**READING TEXT**.
******************************

What We Don’t Say About Teens and Antidepressants
The best thing anyone – patients, doctors and really all people – can do is to raise awareness that antidepressants are serious complex medicines with side effects. Antidepressants aren’t all bad, but they aren’t entirely good either.
Last summer, I was at the doctor’s office for my annual checkup. All was going well when the doctor asked my mom to leave the room, closed the door and explained to me that she was concerned. I had scored low on the mental health survey they had given me. It was likely I had depression.
I was not surprised, I’d been going to therapy for two years at that point and I’d been managing things. My doctor seemed pleased at this news, but then added, “You know, if you ever want a little help with getting those feelings under control I could prescribe you some medicine.”
As it turns out, this is not an uncommon experience. An estimated 1 in 7 Americans were prescribed antidepressants as of 2016, and this number has only risen since. This is a huge and worrying number, however, these statistics don’t quite show the full picture.
Seventy-nine percent of antidepressants are prescribed by primary care physicians. This means millions of patients are being prescribed mood altering drugs by doctors who have no specialty training in psychiatry. Not only do these doctors not have particular expertise in this field, but primary care physicians tend not to spend much time with patients. The average appointment time with a primary care physician lasts around 15 minutes. With such short visits, it seems pretty unlikely that a doctor would be able to get a realistic understanding of a patient’s mental state. At least not enough of an understanding to merit a prescription of medicine for such a complex condition as depression.
Both of these factors can lead to the over-prescription of antidepressants, but it’s hard to say exactly how many patients are being affected by this, because depression is a hard thing to quantify. Depression is generally defined as a repeating feeling of sadness, despair and to some degree hopelessness without a definite cause that persists for over two weeks. This is a pretty abstract concept, and it takes a lot of time and expertise to diagnose its existence and severity in a patient in order to best treat it.
So, it’s hard to say for sure how many people in America are being unnecessarily put on antidepressants, because it’s hard to get data on who exactly is depressed and to what degree in the first place. One thing seems pretty clear even without exact statistics. If millions of people are being prescribed antidepressants by primary care doctors with such little knowledge and time, then it’s likely that at least some of those patients probably don’t really need to be on the medicine.

******************************

**INFORMATION GIVEN**.
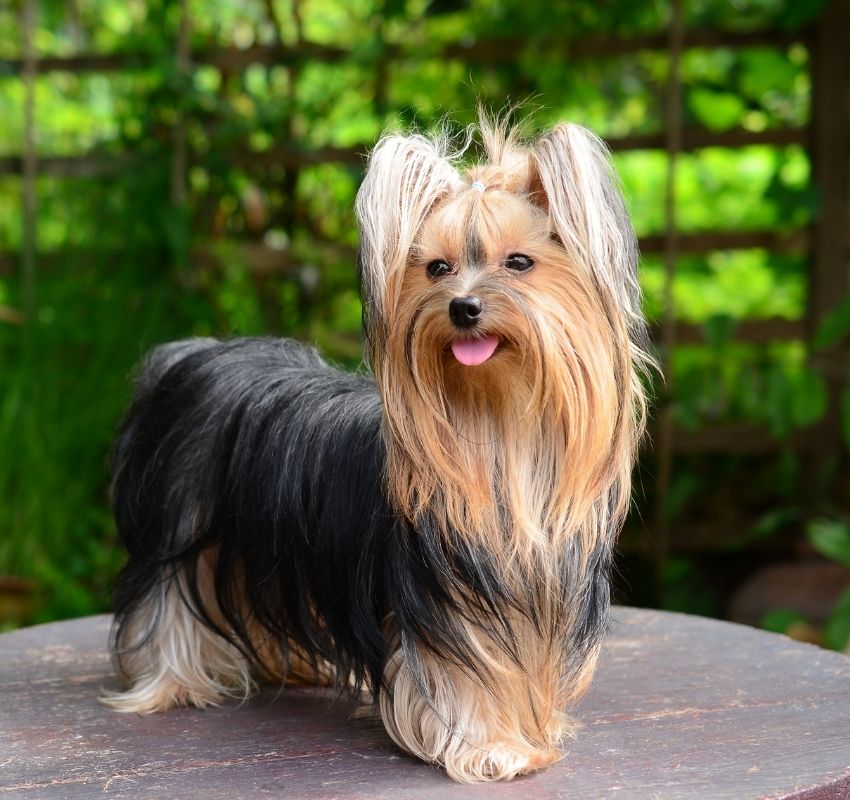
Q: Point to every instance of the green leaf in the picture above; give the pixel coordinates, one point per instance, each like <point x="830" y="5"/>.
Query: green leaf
<point x="845" y="416"/>
<point x="718" y="111"/>
<point x="830" y="538"/>
<point x="718" y="330"/>
<point x="834" y="326"/>
<point x="836" y="631"/>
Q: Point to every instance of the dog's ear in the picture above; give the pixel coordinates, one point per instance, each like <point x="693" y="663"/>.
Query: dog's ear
<point x="405" y="176"/>
<point x="571" y="177"/>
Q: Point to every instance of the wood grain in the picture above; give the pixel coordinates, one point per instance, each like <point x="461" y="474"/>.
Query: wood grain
<point x="683" y="707"/>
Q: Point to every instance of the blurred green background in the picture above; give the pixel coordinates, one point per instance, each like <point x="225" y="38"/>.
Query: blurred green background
<point x="178" y="167"/>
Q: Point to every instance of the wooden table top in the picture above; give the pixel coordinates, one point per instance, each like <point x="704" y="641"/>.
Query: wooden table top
<point x="682" y="707"/>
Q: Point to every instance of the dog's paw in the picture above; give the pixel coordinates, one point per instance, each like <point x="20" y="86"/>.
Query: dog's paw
<point x="471" y="764"/>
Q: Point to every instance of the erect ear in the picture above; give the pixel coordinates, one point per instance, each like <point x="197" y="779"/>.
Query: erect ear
<point x="573" y="180"/>
<point x="405" y="176"/>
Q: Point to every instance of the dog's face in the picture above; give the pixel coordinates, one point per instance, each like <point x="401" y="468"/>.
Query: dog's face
<point x="490" y="298"/>
<point x="504" y="327"/>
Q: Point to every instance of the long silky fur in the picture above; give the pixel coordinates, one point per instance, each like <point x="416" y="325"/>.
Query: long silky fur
<point x="439" y="541"/>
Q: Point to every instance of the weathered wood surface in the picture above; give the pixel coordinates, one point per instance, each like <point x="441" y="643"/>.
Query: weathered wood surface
<point x="682" y="708"/>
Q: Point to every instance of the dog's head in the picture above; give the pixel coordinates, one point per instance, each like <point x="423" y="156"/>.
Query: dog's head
<point x="503" y="317"/>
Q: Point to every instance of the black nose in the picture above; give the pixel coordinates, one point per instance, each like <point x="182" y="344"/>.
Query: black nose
<point x="465" y="311"/>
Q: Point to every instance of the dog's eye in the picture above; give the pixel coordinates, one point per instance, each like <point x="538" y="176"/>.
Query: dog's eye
<point x="438" y="268"/>
<point x="519" y="262"/>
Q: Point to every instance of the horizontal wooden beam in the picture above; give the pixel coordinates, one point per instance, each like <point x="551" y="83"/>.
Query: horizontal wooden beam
<point x="93" y="164"/>
<point x="234" y="59"/>
<point x="734" y="437"/>
<point x="776" y="241"/>
<point x="751" y="331"/>
<point x="699" y="138"/>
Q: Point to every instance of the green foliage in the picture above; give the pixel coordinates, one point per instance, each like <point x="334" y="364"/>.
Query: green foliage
<point x="831" y="538"/>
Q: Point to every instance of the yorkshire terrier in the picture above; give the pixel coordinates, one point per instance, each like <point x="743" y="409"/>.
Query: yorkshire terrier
<point x="437" y="533"/>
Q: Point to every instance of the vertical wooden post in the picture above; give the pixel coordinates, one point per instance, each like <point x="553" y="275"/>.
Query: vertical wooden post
<point x="829" y="277"/>
<point x="179" y="159"/>
<point x="664" y="445"/>
<point x="30" y="164"/>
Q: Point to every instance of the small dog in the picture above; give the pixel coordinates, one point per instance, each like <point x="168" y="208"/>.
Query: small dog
<point x="437" y="534"/>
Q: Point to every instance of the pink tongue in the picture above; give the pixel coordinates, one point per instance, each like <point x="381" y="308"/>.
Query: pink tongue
<point x="472" y="352"/>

******************************

Please revise the stretch of the teen antidepressant essay from "So, it’s hard" through "on the medicine.", and write it out with "primary care doctors" changed to "general practitioners".

So, it’s hard to say for sure how many people in America are being unnecessarily put on antidepressants, because it’s hard to get data on who exactly is depressed and to what degree in the first place. One thing seems pretty clear even without exact statistics. If millions of people are being prescribed antidepressants by general practitioners with such little knowledge and time, then it’s likely that at least some of those patients probably don’t really need to be on the medicine.